| Text passage |
···

A top layer comprises a coating of a synthetic non-cellular, polymeric resin 20 containing a dispersion of solvent-removable chopped fibers 22. The resin 20 is curable or cross-linkable to a solvent-resistant state as shown in FIG. 2. The fabric 30 shown in FIG. 2 is the fabric 10 wherein resin 20 has been cured to obtain the cured resin 24. The resin 24 may be any solvent-resistant, cured resin of a synthetic polymeric resin 20. Representative of such resins 20, 24 are elastomeric resins of polyethylene, polyurethanes, including polyether and polyester polyurethanes, polyisocyanurates and the like. The method of preparing such resins and for coating them on substrates is well-known to those skilled in the art. The thickness of the coating or resin 24 is advantageously within the range of from 0.050" to 0.200". The solvent-removable fibers 22 are either synthetic polymeric resin staple or natural fibers, which may be dissolved with specific solvents, to which the resin 24 and yarns 14, 16 are solvent resistant. Representative of such solvent removable fibers are fibers of wool, ethyl cellulose, polystyrene, polycarbonate and polystyrenemethylmethacrylate which are readily dissolved in dry cleaning solvents or aqueous acid or alkali mediums (see U.S. Pat. No. 3,311,928). Fibers of polyvinyl alcohol may be used and are removable by dissolution in water; as are fibers of poly(ethylene oxide); see U.S. Pat. No. 4,097,652. Fibers of certain polyethylenes are also usable, being removable by dissolution in hot water (see U.S. Pat. Nos. 2,714,758 and 3,317,864). Wool fibers are inexpensive, and can be removed with 5% NaOH at 150° F. to 212° F. without damage to the base yarns or the resin 24.

···

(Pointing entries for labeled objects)
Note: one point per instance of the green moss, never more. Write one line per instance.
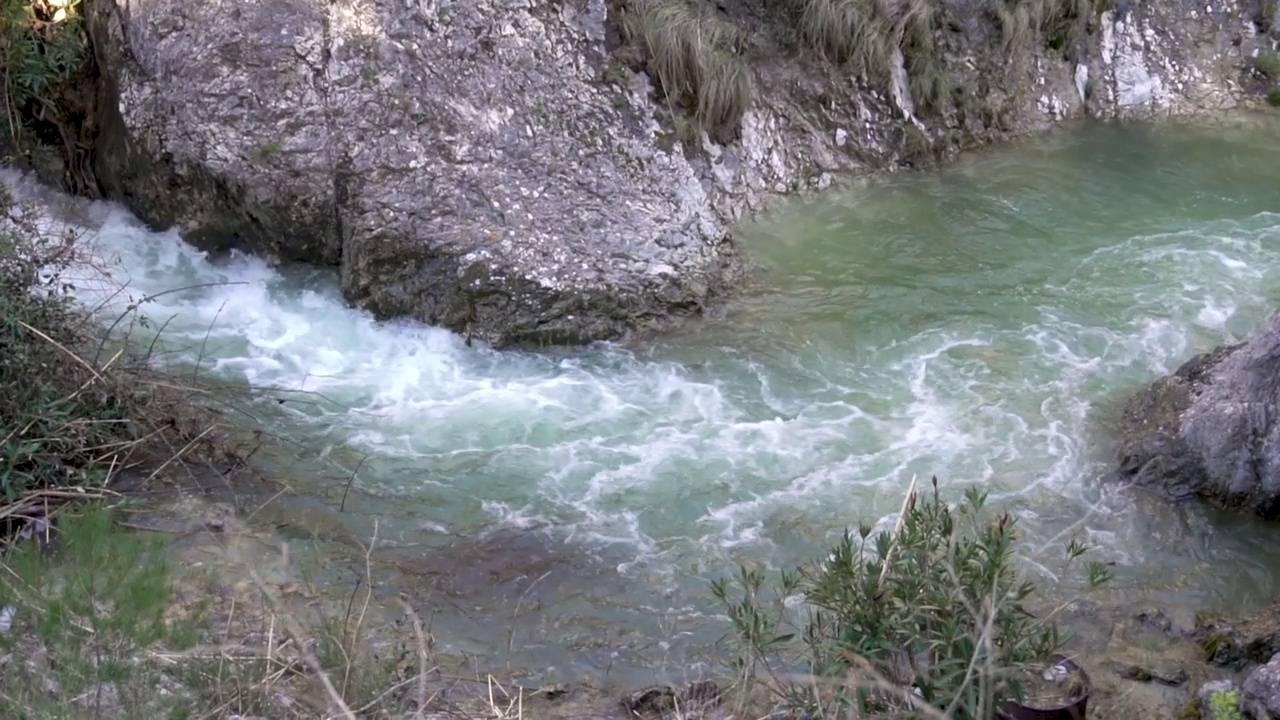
(696, 59)
(1269, 64)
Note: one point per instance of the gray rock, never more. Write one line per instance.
(1262, 689)
(1211, 428)
(469, 165)
(1205, 696)
(457, 159)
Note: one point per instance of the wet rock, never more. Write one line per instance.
(1262, 689)
(1238, 643)
(474, 165)
(693, 701)
(458, 162)
(1211, 428)
(1164, 674)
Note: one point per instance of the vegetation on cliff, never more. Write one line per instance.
(49, 80)
(700, 55)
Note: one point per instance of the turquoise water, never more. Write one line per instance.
(981, 323)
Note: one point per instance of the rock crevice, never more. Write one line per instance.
(492, 167)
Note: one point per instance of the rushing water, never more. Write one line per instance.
(981, 323)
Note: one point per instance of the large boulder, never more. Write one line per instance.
(1212, 428)
(456, 159)
(513, 169)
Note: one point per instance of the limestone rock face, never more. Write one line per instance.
(458, 160)
(497, 168)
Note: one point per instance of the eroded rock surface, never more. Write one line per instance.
(457, 159)
(492, 167)
(1211, 429)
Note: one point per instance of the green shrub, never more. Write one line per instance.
(1225, 705)
(78, 404)
(931, 614)
(83, 618)
(1269, 64)
(49, 81)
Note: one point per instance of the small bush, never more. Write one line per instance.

···

| Task instructions |
Continue the coated fabric passage from its last sentence. The listing has no connection to the coated fabric passage.

| The answer |
Alternatively, the solvent-removable fibers need not be chopped fibers admixed with the resin 20. Any other procedure may be followed whereby the fibers (or other solvent-removable material as hereinafter described) may be employed so as to leave void spaces or channels in the cured resin 24 upon removal. For example, a tangle of mainly continuous solvent-removable yarns or filaments may be placed on the surface of a base structure. The resin 20 coating is then applied so as to penetrate the tangle and into a portion of the base structure, bonding the tangle to the base. Upon removal of the solvent-removable material, voids are left in the cured resin 24. The tangle might resemble a pot scrub pad. The density of the tangle would determine the degree of voids left. Also, the base fabric may be fabricated to include the solvent-removable fibers in such a way that the fibers project like pile or tufts. The tufts could be cut or left uncut. The pile side of the fabric can then be coated with the resin 20, penetrating at least part way into the base fabric. Upon removal of the solvent-removable fibers, voids are left in the cured resin 24. The density of the piles or tufts would determine the degree of voids.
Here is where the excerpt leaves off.